Stored dataset entries:
★ ★ ★

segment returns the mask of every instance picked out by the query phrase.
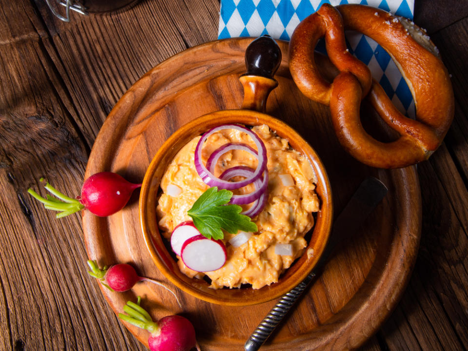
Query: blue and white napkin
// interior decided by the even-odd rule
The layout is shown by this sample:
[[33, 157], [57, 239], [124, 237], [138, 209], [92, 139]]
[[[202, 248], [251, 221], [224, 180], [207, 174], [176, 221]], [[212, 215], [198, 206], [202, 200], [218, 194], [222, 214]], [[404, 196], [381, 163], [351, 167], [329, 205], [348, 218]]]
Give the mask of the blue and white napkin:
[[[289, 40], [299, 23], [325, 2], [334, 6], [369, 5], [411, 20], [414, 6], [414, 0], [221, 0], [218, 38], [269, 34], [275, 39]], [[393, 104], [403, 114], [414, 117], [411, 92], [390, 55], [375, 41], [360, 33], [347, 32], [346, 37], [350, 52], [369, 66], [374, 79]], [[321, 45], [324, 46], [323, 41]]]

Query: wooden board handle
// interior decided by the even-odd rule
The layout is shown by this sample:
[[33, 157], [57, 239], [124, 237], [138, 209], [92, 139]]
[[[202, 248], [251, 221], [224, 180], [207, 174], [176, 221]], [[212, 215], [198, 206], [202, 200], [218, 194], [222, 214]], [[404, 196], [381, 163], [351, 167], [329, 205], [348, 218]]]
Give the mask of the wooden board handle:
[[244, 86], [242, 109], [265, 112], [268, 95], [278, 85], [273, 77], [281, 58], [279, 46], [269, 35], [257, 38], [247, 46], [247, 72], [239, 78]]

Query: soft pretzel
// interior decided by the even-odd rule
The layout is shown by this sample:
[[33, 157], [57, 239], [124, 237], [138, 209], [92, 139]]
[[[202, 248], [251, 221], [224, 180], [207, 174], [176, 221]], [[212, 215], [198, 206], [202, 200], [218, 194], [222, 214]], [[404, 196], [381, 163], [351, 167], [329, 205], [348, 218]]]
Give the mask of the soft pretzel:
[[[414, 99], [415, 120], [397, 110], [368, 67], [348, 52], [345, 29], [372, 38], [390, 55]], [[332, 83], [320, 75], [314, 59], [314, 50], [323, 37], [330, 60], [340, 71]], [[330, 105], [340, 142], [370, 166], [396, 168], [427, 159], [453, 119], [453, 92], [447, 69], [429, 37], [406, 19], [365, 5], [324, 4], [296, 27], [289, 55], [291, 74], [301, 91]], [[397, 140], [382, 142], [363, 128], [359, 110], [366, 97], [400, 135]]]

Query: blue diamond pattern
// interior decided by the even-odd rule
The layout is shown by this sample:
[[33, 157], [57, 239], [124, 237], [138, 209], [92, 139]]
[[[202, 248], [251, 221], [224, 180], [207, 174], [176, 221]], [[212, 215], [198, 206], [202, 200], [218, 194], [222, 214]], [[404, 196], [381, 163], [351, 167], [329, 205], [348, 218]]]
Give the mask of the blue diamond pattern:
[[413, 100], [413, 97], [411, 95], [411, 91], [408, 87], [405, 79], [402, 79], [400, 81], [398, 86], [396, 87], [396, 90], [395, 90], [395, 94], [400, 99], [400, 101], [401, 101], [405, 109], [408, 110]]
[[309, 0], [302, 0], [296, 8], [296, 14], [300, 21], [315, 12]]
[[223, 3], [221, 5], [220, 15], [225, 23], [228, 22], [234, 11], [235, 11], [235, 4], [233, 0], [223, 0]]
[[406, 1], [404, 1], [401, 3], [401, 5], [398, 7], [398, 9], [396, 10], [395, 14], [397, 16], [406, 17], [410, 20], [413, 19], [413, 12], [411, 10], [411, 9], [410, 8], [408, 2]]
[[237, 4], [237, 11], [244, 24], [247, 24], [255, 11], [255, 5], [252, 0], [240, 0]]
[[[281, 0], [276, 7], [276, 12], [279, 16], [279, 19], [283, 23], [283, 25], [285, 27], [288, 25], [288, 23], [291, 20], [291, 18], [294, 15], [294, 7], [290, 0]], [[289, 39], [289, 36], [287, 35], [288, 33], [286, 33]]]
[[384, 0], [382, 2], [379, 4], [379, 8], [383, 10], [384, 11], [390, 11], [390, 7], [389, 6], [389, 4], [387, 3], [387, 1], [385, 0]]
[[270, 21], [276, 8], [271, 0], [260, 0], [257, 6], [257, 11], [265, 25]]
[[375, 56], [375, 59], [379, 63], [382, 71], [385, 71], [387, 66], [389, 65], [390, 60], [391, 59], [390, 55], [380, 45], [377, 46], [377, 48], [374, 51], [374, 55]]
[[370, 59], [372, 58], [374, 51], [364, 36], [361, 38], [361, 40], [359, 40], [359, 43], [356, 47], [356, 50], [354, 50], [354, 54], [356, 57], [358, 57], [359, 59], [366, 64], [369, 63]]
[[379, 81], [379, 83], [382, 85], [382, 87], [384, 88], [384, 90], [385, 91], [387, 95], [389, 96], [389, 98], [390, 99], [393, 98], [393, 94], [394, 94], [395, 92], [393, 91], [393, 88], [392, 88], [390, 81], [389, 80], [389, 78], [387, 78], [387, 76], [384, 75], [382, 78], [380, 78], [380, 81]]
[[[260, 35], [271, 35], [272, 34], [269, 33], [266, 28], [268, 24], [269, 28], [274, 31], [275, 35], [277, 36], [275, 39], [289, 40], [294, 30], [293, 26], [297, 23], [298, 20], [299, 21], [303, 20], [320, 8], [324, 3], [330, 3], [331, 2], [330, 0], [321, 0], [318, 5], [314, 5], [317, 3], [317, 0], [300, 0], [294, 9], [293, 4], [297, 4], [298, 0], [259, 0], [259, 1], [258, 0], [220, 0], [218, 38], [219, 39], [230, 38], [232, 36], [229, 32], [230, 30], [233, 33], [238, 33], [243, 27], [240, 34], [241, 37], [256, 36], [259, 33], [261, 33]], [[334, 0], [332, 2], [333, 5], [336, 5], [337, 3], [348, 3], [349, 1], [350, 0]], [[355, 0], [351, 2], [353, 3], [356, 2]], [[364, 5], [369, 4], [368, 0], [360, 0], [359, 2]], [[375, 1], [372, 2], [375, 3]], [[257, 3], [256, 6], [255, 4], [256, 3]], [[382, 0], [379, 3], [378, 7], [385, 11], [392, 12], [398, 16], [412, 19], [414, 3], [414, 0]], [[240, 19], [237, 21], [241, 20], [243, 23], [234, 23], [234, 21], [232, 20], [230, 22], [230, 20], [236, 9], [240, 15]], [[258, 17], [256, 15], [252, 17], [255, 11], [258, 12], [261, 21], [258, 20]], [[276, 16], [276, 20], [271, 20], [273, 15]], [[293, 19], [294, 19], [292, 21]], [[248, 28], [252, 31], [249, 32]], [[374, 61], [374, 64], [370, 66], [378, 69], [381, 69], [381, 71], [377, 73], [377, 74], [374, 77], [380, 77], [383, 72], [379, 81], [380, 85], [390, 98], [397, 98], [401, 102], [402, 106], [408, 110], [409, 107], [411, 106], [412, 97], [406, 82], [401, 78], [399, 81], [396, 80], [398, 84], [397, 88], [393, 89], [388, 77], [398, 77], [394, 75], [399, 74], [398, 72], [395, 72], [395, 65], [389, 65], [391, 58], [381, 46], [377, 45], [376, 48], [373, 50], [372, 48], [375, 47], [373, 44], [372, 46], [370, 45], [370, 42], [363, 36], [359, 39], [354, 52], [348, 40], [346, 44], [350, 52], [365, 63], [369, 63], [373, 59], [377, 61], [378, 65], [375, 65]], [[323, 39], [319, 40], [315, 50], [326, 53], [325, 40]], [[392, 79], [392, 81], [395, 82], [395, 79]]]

★ ★ ★

GIVEN INSTRUCTION: Could you reproduce all of the entries above verbatim, leaving out the pictures?

ANSWER:
segment returns the mask of every instance picked out by the query phrase.
Query: blue and white napkin
// interior decided by the even-odd rule
The layout is shown by this sample:
[[33, 157], [57, 239], [124, 237], [138, 209], [92, 139]]
[[[202, 248], [251, 221], [224, 180], [207, 174], [176, 221]], [[212, 215], [198, 206], [202, 200], [218, 194], [222, 214]], [[404, 196], [381, 163], [351, 167], [329, 205], [348, 218]]]
Give the mask of the blue and white napkin:
[[[289, 40], [299, 23], [325, 2], [334, 6], [369, 5], [411, 20], [414, 6], [414, 0], [221, 0], [218, 38], [269, 34], [275, 39]], [[393, 104], [403, 114], [414, 117], [411, 92], [390, 55], [375, 41], [360, 33], [347, 32], [346, 37], [350, 52], [369, 66], [374, 79]], [[321, 45], [324, 46], [323, 41]]]

Query: wooden board handle
// interior decided by the even-odd rule
The layout is shown by this sample:
[[33, 157], [57, 239], [124, 237], [138, 209], [92, 139]]
[[[202, 248], [251, 221], [224, 180], [207, 174], [176, 221]], [[212, 215], [198, 206], [202, 200], [218, 194], [222, 214]], [[404, 196], [381, 163], [351, 167], [329, 205], [348, 218]]]
Give the mask of the wooden board handle:
[[244, 86], [242, 109], [265, 112], [268, 95], [278, 85], [273, 77], [281, 58], [279, 46], [269, 35], [257, 38], [247, 46], [247, 72], [239, 78]]

Query: soft pretzel
// interior decided by the even-odd rule
The layout is shown by this sample:
[[33, 157], [57, 239], [124, 237], [138, 209], [92, 139]]
[[[202, 248], [251, 221], [224, 180], [207, 174], [176, 221]], [[212, 215], [198, 206], [202, 200], [218, 194], [222, 214]], [[404, 196], [381, 163], [351, 167], [329, 205], [348, 218]]]
Give the mask of the soft pretzel:
[[[414, 99], [415, 120], [397, 110], [368, 67], [348, 52], [345, 29], [372, 38], [390, 55]], [[332, 83], [320, 75], [314, 59], [314, 50], [323, 37], [330, 60], [340, 71]], [[330, 105], [340, 142], [370, 166], [396, 168], [427, 159], [453, 119], [453, 92], [447, 69], [429, 37], [406, 19], [365, 5], [324, 4], [296, 27], [289, 55], [291, 74], [301, 91]], [[397, 140], [382, 142], [363, 128], [359, 110], [366, 97], [400, 135]]]

Query: blue diamond pattern
// interior decided by the even-odd rule
The layout is shown by this sample:
[[33, 157], [57, 239], [124, 237], [138, 209], [92, 139]]
[[[202, 248], [251, 221], [224, 180], [207, 174], [176, 221]], [[212, 215], [198, 206], [202, 200], [218, 194], [222, 214]], [[404, 196], [381, 163], [351, 167], [329, 205], [348, 218]]]
Give the mask of the blue diamond pattern:
[[413, 100], [413, 97], [411, 95], [411, 91], [408, 87], [405, 79], [402, 79], [400, 81], [398, 86], [396, 87], [396, 90], [395, 90], [395, 94], [400, 99], [400, 101], [401, 101], [405, 109], [408, 110]]
[[309, 0], [302, 0], [296, 8], [296, 14], [300, 21], [315, 12]]
[[223, 3], [221, 5], [220, 15], [225, 23], [228, 22], [234, 11], [235, 11], [235, 4], [233, 0], [223, 0]]
[[406, 1], [404, 1], [401, 3], [401, 5], [398, 7], [398, 9], [396, 10], [395, 14], [397, 16], [406, 17], [410, 20], [413, 19], [413, 12], [411, 10], [411, 9], [410, 8], [408, 2]]
[[237, 4], [237, 11], [244, 24], [247, 24], [255, 11], [255, 5], [252, 0], [240, 0]]
[[[281, 0], [276, 7], [276, 12], [279, 16], [279, 19], [283, 23], [283, 25], [285, 27], [288, 25], [288, 23], [291, 20], [291, 18], [294, 15], [294, 7], [290, 0]], [[289, 39], [289, 36], [287, 35], [288, 33], [286, 33]]]
[[384, 0], [382, 2], [379, 4], [379, 8], [383, 10], [384, 11], [390, 11], [390, 7], [389, 6], [389, 4], [387, 3], [387, 1], [385, 0]]
[[270, 21], [276, 8], [271, 0], [260, 0], [257, 6], [257, 11], [265, 25]]
[[375, 56], [375, 59], [379, 63], [382, 71], [385, 71], [387, 66], [389, 65], [390, 60], [391, 59], [390, 55], [380, 45], [377, 46], [377, 48], [374, 51], [374, 55]]
[[370, 59], [372, 58], [374, 51], [364, 36], [361, 38], [361, 40], [359, 40], [359, 43], [356, 47], [356, 50], [354, 50], [354, 54], [356, 57], [358, 57], [359, 59], [366, 64], [369, 63]]
[[379, 81], [379, 83], [382, 85], [382, 87], [384, 88], [384, 90], [385, 91], [387, 95], [389, 96], [389, 98], [390, 99], [393, 98], [393, 94], [394, 94], [395, 92], [393, 91], [393, 88], [392, 88], [390, 81], [389, 80], [389, 78], [387, 78], [387, 76], [384, 75], [382, 78], [380, 78], [380, 81]]
[[[260, 35], [271, 35], [272, 34], [269, 33], [266, 28], [268, 24], [269, 28], [274, 31], [275, 35], [277, 36], [275, 39], [289, 40], [294, 30], [293, 26], [297, 23], [298, 20], [299, 21], [303, 20], [320, 8], [324, 3], [330, 3], [331, 2], [330, 0], [321, 0], [318, 5], [314, 5], [317, 3], [317, 0], [300, 0], [294, 9], [293, 4], [297, 4], [298, 0], [259, 0], [259, 1], [258, 0], [220, 0], [218, 38], [219, 39], [230, 38], [232, 36], [229, 32], [230, 30], [233, 33], [238, 33], [243, 27], [240, 34], [241, 37], [256, 36], [259, 33], [261, 33]], [[334, 0], [332, 2], [333, 5], [336, 5], [337, 3], [348, 3], [349, 1], [350, 0]], [[355, 0], [351, 2], [353, 3], [356, 2]], [[364, 5], [369, 4], [368, 0], [360, 0], [359, 2]], [[375, 1], [372, 2], [375, 3]], [[257, 3], [256, 6], [255, 4], [256, 3]], [[382, 0], [379, 3], [378, 7], [385, 11], [392, 12], [398, 16], [412, 19], [414, 3], [414, 0]], [[240, 19], [237, 21], [241, 20], [243, 23], [234, 23], [234, 21], [232, 20], [230, 22], [230, 20], [236, 9], [240, 15]], [[258, 17], [256, 15], [252, 17], [255, 11], [258, 12], [261, 21], [258, 20]], [[276, 16], [276, 20], [271, 20], [273, 15]], [[293, 19], [294, 19], [292, 21]], [[248, 28], [252, 31], [249, 32]], [[374, 61], [374, 64], [370, 66], [378, 69], [381, 69], [381, 71], [377, 73], [377, 74], [374, 77], [380, 77], [383, 72], [379, 81], [380, 85], [390, 98], [397, 98], [401, 102], [402, 106], [408, 110], [409, 107], [411, 106], [412, 97], [406, 82], [401, 78], [399, 81], [396, 80], [398, 84], [397, 88], [393, 89], [388, 77], [398, 77], [394, 75], [399, 74], [398, 72], [395, 72], [395, 65], [389, 65], [391, 58], [381, 46], [377, 45], [376, 48], [373, 50], [372, 48], [375, 47], [373, 44], [372, 46], [370, 45], [370, 42], [363, 36], [359, 39], [354, 52], [348, 40], [346, 44], [350, 52], [365, 63], [369, 63], [373, 59], [377, 61], [378, 65], [375, 65]], [[323, 39], [319, 40], [315, 50], [326, 53], [325, 40]], [[392, 79], [392, 81], [395, 82], [395, 79]]]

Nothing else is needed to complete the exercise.